● Work instruction
Leave out the pictures and repeat every record exactly.

[[ Study material, beginning ]]

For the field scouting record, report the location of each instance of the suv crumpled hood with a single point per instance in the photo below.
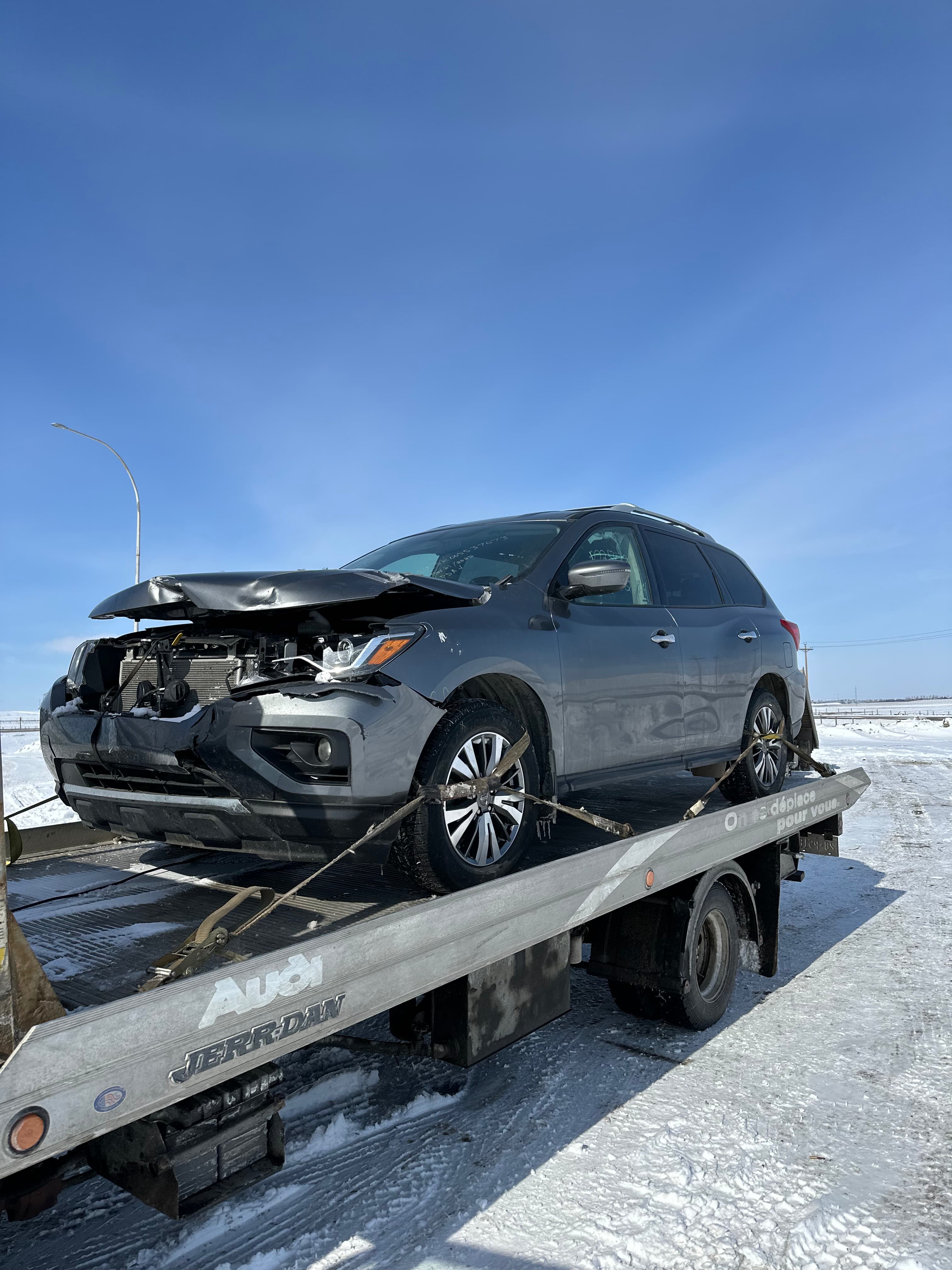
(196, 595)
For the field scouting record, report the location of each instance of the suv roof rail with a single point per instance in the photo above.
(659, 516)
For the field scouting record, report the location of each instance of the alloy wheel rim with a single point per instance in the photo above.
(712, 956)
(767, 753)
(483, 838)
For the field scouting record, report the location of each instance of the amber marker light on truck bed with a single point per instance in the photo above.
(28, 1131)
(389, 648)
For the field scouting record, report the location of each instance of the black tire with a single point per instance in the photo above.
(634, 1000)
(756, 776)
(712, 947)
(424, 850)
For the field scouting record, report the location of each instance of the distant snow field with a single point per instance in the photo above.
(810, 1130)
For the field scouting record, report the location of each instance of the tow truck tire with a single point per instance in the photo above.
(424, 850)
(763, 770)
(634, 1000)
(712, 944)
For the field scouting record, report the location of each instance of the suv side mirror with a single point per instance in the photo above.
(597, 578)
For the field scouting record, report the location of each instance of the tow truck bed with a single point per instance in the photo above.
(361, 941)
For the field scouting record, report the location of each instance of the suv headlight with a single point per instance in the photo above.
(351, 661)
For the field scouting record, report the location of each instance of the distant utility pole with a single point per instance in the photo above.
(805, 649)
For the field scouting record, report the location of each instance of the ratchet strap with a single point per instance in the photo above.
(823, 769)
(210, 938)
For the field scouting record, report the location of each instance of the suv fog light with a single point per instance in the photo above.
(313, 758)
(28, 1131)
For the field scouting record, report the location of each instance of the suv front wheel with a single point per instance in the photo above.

[[ Study material, end ]]

● Finished task
For the field scouting record, report the location of each instance of the suv crumpled hood with a single point per instance in the photo below.
(196, 595)
For the field scouting record, report the location of each instance of the suv roof rail with a single point per instance in the photo above.
(659, 516)
For the field scouting record, report the location of each instance of the alloy wheel rim with a single point per instance in the photo above.
(712, 956)
(767, 753)
(483, 838)
For the field scouting record, report the location of each instance of the amber marker light on truck bed with a single point per instance in the photo above.
(28, 1131)
(389, 648)
For the field scouting record, report the location of each instance of the black tire with a single point per instance in the photo above.
(634, 1000)
(756, 776)
(712, 947)
(424, 850)
For the field scouting record, report the location of each instance of the distant snow field with a single point per instance in the photo above.
(810, 1130)
For the field scouting record, report the location of each instance of the tow truck tire with a single point per instance in the photo above.
(424, 850)
(763, 770)
(634, 1000)
(712, 944)
For the field scouting record, report the location of each instance of the suv side mirror with a single point per instance in the photo above.
(597, 578)
For the field scouting record, report the location of each instance of the tow truck bed with a single point per instance in the photo above.
(361, 941)
For the field scouting record, report the location of each instance of the suv headlight with a single point per instance in the photo above.
(351, 661)
For the field scouting record, report the location of each instance of the distant utility pole with a single point per instance in the photo above.
(805, 649)
For the field scouting record, report the location of each instance of the ratchet strap with a single point per instance in the photo above.
(823, 769)
(210, 938)
For the field scouting record, report the location of each instance of the suv fog light with a single point per instance in the photo above.
(313, 758)
(28, 1131)
For the field scouting record, report the location of each instance of the suv front wheel with a single point per instance in the photo above.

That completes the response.